> [Exercício escrito] Dê continuidade ao texto sobre o direito ao descanso semanal dos trabalhadores, começando logo após a última frase apresentada.

> [Texto fornecido]
Ora bem, dispõe o n.º 1 do artigo 17.º do Decreto-Lei n.º 24/89/M que “Todos os trabalhadores têm o direito a gozar, em cada período de sete dias, um período de descanso de vinte e quatro horas consecutivas, sem prejuízo da correspondente retribuição, calculada nos termos do disposto sob o artigo 26.º”.
Melhor dizendo, dentro do período de 7 dias, o trabalhador tem direito a gozar vinte e quatro horas consecutivas de descanso, podendo este ser no primeiro, segundo, terceiro ou no sétimo dia, mas nunca no oitavo dia ou seguintes.

> [Dados registados]
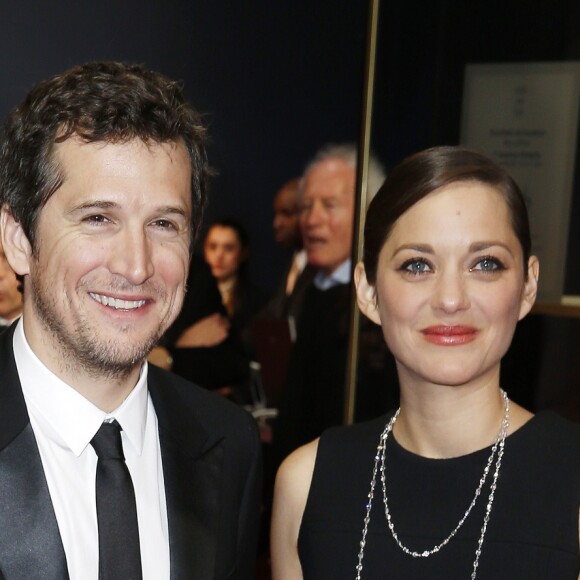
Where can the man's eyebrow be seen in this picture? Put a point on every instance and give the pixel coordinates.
(94, 204)
(105, 204)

> [Resposta ao problema]
Como observa José Carlos Bento da Silva e Miguel Pacheco Arruda Quental1, “as razões que justificam a existência de um dia de descanso prendem-se com motivos de ordem física e psíquica (recuperar do desgaste provocado por uma semana de trabalho), de ordem familiar (aproveitar esse dia para conviver com a própria família) e também por razões de ordem social e cultural (esse período permite o convívio com amigos, a participação em manifestações de carácter público, ou para que o trabalhador possa tratar de assuntos do seu próprio interesse junto, por ex. de repartições públicas, etc.).”
Sendo assim, dúvidas de maior não restam de que impende sobre a entidade patronal a obrigação de facultar aos seus trabalhadores um dia, mais precisamente, vinte e quatro horas consecutivas de descanso dentro de cada período de sete dias, sob pena de violação da referida disposição legal.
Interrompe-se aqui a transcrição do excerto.